● Named object pointing entries
·····
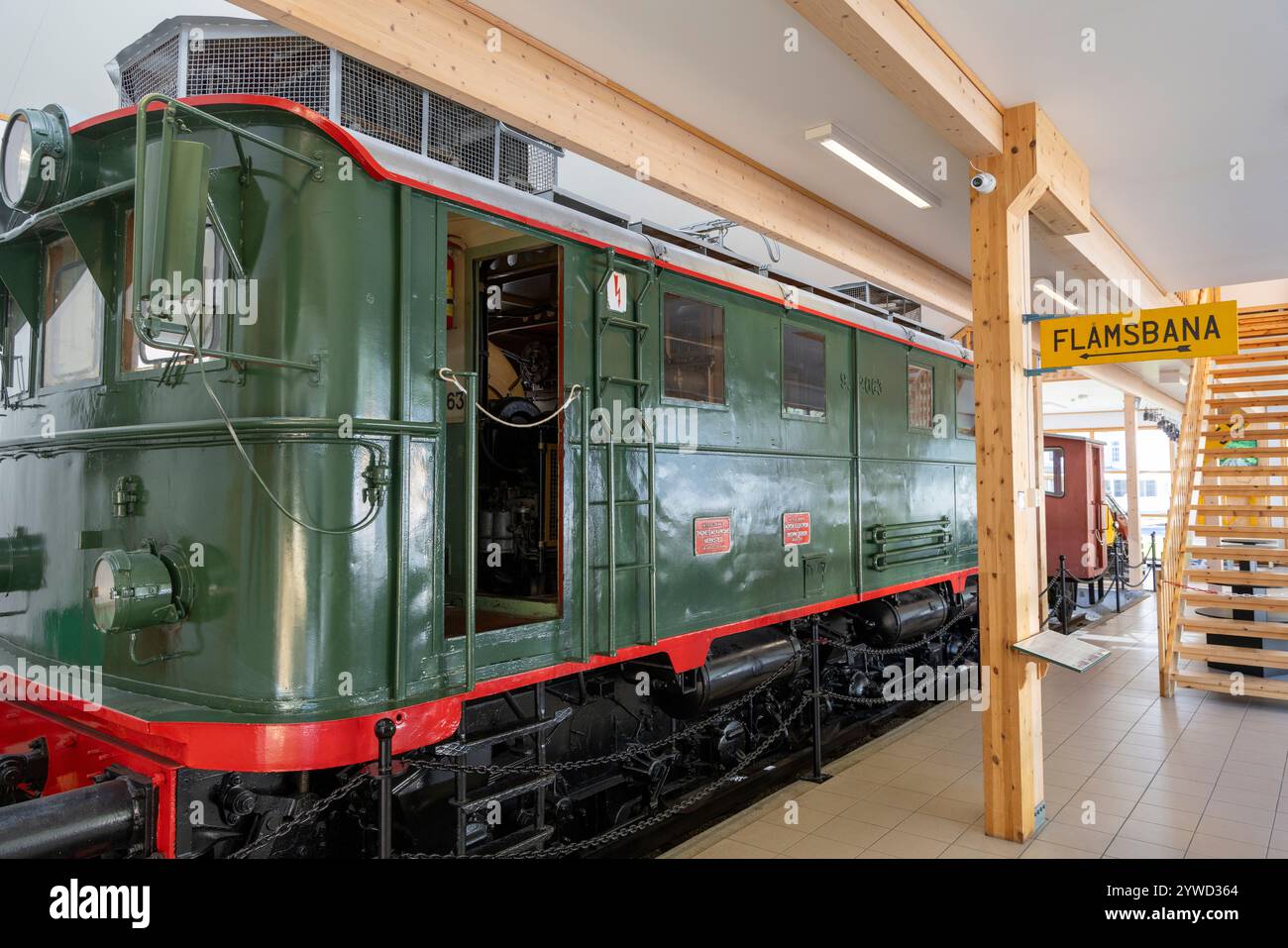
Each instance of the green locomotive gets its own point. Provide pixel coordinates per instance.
(304, 433)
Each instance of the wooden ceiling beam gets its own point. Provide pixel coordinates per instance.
(893, 46)
(443, 46)
(893, 43)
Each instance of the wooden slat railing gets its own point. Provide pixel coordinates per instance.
(1176, 537)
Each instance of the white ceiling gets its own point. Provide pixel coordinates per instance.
(1175, 89)
(721, 65)
(1080, 395)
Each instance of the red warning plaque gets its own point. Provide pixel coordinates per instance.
(711, 535)
(797, 528)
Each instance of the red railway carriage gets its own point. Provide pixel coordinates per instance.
(1073, 478)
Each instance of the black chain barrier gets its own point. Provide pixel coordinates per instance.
(617, 833)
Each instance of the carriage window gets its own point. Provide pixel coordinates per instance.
(1052, 472)
(965, 406)
(804, 372)
(220, 298)
(921, 397)
(695, 351)
(72, 329)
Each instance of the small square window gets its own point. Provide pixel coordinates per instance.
(1052, 472)
(965, 406)
(804, 372)
(72, 331)
(921, 397)
(695, 351)
(138, 356)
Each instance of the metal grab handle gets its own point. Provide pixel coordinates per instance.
(472, 518)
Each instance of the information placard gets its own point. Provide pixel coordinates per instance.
(1060, 649)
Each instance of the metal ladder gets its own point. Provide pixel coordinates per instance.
(636, 330)
(497, 790)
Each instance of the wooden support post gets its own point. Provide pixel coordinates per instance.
(1131, 438)
(1037, 172)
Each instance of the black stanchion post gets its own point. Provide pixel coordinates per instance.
(385, 729)
(1153, 563)
(1064, 605)
(816, 776)
(1119, 575)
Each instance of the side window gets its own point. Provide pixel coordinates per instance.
(136, 355)
(921, 397)
(965, 406)
(694, 364)
(72, 326)
(804, 372)
(1052, 472)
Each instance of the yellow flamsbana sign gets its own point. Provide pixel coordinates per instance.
(1170, 333)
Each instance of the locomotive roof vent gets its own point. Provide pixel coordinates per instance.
(189, 55)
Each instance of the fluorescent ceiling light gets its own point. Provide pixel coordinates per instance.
(861, 156)
(1063, 300)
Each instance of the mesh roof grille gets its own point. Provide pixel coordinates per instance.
(380, 104)
(249, 56)
(462, 137)
(292, 67)
(153, 71)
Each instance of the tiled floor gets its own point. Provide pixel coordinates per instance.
(1127, 775)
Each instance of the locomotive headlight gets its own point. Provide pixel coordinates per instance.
(37, 158)
(138, 588)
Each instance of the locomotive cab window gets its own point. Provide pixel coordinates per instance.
(694, 351)
(72, 321)
(220, 296)
(17, 353)
(921, 397)
(1052, 472)
(804, 372)
(965, 406)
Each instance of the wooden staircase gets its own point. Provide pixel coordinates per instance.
(1223, 596)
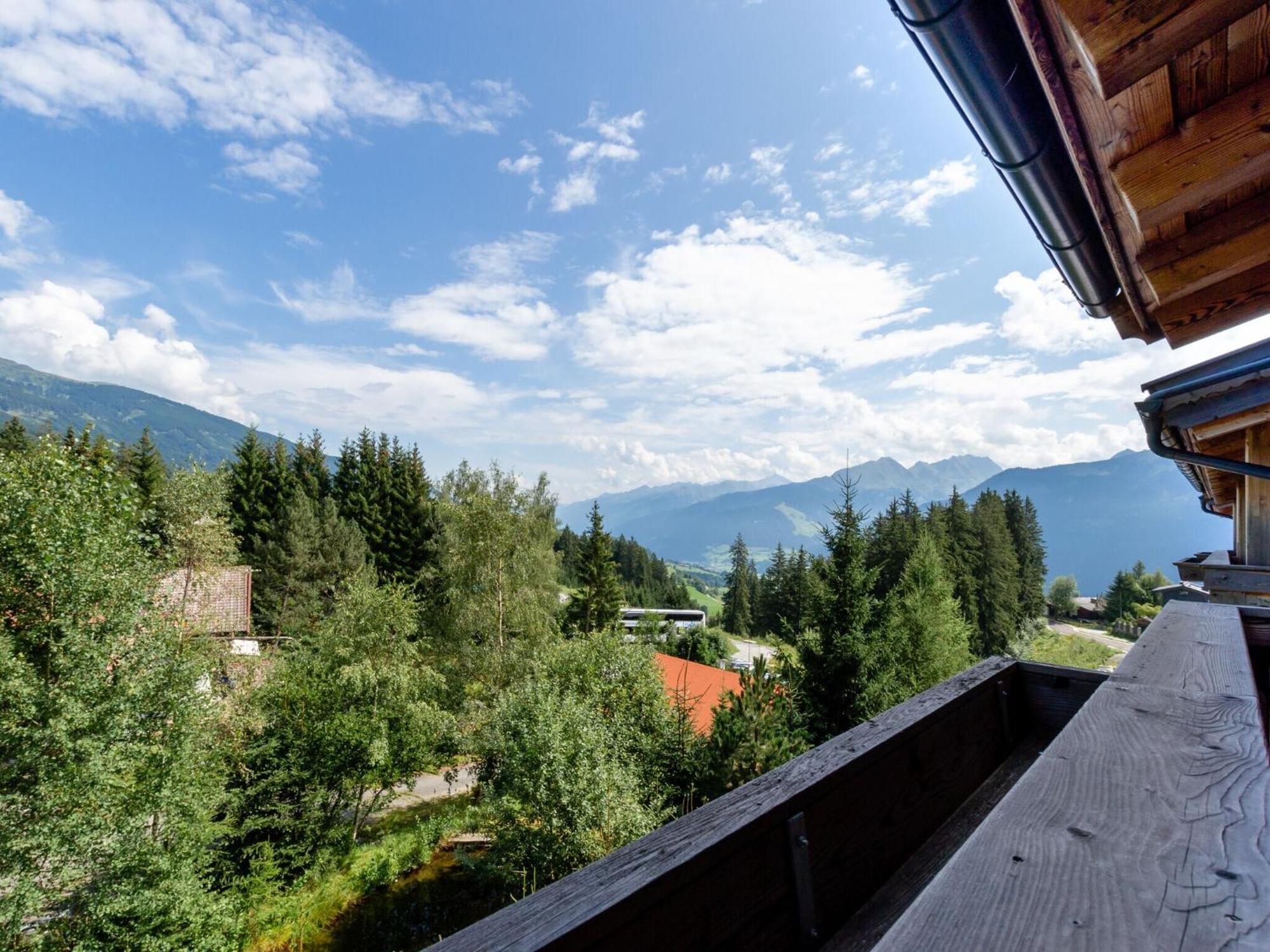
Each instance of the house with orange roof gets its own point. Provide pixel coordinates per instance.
(700, 686)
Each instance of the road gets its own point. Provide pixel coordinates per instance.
(1093, 635)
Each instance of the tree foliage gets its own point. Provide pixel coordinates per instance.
(107, 791)
(599, 597)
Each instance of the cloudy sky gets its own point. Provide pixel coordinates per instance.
(622, 242)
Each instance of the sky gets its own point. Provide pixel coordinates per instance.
(625, 243)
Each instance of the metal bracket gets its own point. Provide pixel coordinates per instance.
(801, 859)
(1004, 704)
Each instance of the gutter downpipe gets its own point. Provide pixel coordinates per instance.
(1153, 413)
(979, 59)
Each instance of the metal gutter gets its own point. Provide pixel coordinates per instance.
(1153, 413)
(976, 53)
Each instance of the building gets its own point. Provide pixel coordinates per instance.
(1182, 592)
(699, 686)
(215, 601)
(1019, 805)
(679, 618)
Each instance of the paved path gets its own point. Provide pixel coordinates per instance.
(1093, 635)
(434, 786)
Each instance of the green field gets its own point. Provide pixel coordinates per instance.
(713, 605)
(1070, 651)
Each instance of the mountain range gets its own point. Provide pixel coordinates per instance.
(181, 432)
(1098, 517)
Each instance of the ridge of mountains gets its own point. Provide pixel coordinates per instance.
(181, 432)
(1097, 517)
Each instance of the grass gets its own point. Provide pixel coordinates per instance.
(1069, 651)
(398, 845)
(713, 605)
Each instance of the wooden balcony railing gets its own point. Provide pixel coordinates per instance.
(835, 843)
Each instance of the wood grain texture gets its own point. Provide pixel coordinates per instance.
(1142, 827)
(1192, 647)
(1122, 43)
(1053, 695)
(1257, 498)
(1216, 308)
(1225, 246)
(868, 926)
(721, 876)
(1055, 62)
(1222, 148)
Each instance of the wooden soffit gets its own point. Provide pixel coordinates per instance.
(1165, 109)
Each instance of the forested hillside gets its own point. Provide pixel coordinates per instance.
(117, 413)
(404, 621)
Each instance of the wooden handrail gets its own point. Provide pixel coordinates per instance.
(725, 875)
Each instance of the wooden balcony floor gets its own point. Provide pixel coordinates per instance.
(1142, 826)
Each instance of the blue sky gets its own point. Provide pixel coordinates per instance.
(624, 243)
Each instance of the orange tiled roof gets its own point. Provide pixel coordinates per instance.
(700, 685)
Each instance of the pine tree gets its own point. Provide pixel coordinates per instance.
(599, 600)
(1031, 552)
(308, 560)
(309, 466)
(1123, 595)
(739, 600)
(15, 437)
(144, 465)
(926, 640)
(998, 576)
(754, 733)
(962, 555)
(248, 492)
(832, 672)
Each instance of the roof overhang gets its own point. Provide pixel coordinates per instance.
(1163, 111)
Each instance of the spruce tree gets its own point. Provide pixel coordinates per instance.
(926, 640)
(309, 466)
(832, 672)
(998, 576)
(15, 437)
(308, 560)
(599, 600)
(1031, 552)
(144, 465)
(248, 492)
(962, 555)
(739, 600)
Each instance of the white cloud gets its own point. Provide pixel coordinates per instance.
(67, 331)
(855, 188)
(288, 167)
(302, 239)
(15, 215)
(832, 149)
(755, 296)
(340, 299)
(342, 393)
(1045, 317)
(225, 65)
(615, 147)
(506, 260)
(718, 175)
(497, 321)
(578, 190)
(528, 164)
(769, 169)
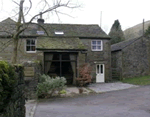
·····
● The task
Reproduce the lines starting with the line containing "Each instance of the green field" and going on through the line containing "(1098, 517)", swapping "mountain range" for "mountain chain" and leaving everything else as it is.

● The output
Each instance of the green field gets its own point. Provide pixel coordinates per instance.
(713, 605)
(1070, 651)
Each instance of the mountain chain gets its own point. Provide pixel coordinates per instance.
(181, 432)
(1098, 517)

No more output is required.